* Stored data entries
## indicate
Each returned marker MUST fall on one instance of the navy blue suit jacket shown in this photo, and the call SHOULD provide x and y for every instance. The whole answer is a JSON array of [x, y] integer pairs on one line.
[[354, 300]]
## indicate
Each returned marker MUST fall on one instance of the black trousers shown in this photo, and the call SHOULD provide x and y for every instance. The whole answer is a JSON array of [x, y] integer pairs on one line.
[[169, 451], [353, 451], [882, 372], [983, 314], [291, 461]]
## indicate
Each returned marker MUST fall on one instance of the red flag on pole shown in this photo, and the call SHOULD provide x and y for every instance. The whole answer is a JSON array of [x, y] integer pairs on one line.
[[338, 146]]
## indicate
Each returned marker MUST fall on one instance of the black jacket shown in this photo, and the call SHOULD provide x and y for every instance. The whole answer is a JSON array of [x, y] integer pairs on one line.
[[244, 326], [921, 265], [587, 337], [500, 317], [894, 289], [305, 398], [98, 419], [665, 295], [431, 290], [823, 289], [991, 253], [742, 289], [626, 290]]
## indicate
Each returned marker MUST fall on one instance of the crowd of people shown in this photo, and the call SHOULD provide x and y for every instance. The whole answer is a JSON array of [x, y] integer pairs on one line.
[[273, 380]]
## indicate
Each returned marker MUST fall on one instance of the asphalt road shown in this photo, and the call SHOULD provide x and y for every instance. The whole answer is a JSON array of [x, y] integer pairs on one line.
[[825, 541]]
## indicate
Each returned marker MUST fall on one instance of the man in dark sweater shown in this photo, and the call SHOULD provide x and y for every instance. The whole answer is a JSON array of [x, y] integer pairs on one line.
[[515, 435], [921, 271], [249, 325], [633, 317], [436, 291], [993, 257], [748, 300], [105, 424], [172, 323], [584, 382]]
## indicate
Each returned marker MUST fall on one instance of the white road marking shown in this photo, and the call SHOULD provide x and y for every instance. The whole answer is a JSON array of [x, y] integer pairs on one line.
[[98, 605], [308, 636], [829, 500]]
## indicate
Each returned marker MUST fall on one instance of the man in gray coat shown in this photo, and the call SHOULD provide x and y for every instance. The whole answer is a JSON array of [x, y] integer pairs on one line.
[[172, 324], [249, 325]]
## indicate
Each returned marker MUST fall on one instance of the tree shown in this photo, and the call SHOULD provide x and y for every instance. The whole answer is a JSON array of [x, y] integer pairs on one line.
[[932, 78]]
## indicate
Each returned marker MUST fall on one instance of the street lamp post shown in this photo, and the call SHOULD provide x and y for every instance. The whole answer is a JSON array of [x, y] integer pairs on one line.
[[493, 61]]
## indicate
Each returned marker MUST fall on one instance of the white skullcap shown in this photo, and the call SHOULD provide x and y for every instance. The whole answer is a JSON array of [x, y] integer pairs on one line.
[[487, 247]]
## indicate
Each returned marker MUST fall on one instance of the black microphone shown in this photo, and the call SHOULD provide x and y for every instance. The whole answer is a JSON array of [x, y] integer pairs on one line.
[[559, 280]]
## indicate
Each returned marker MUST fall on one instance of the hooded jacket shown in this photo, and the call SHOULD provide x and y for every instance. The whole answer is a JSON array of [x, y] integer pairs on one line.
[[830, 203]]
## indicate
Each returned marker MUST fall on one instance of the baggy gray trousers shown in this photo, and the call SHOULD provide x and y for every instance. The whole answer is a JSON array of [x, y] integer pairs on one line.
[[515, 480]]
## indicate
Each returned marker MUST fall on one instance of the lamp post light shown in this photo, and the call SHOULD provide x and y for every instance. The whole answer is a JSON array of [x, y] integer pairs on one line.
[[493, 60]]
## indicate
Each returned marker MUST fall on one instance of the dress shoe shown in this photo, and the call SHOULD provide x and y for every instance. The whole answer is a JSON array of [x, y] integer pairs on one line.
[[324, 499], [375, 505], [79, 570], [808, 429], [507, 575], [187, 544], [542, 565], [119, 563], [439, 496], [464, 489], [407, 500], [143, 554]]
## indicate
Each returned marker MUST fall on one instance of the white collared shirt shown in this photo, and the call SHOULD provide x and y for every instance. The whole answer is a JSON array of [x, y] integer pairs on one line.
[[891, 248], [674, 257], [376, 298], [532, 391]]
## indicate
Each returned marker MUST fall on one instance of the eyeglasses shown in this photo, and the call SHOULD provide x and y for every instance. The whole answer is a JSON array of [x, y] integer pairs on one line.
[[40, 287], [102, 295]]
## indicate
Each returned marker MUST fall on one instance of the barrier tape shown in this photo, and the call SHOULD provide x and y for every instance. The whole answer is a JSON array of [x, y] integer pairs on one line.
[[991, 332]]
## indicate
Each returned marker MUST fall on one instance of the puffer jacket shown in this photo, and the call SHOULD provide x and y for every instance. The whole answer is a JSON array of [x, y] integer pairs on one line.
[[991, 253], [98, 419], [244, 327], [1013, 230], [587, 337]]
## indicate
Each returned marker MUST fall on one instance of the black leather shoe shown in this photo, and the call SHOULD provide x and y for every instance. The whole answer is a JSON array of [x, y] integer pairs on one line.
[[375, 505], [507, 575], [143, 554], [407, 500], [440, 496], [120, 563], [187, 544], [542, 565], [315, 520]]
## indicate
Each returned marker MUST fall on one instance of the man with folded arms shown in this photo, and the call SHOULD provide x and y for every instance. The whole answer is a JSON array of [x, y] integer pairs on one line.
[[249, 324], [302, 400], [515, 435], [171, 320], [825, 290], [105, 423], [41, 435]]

* Task directions
Reproduce the records above word for word, from their first line down to and including the line that contains "[[338, 146]]".

* Solution to this problem
## indicate
Each returned marker MUST fall on one instance of the navy blue suit jacket shown in this photo, and the call SHOULD provide x and y for every instance. The whole answer is a JSON array of [x, y] integer pairs on one line.
[[354, 300]]
## indicate
Each returned marker MUST fall on one instance of the black trousers shown in this photo, and the call SHOULD provide x and y for every instance. The whole answer is a JSON array of [x, y] integer pairs on one line.
[[169, 451], [353, 451], [882, 372], [983, 314], [291, 461]]
## indicate
Each returned marker MUST fall on one instance of the red flag on pole shown in this photo, and the call SHOULD provide x and y for every instance. The whole answer is a JSON array of [x, y] integer pairs on one line.
[[338, 146]]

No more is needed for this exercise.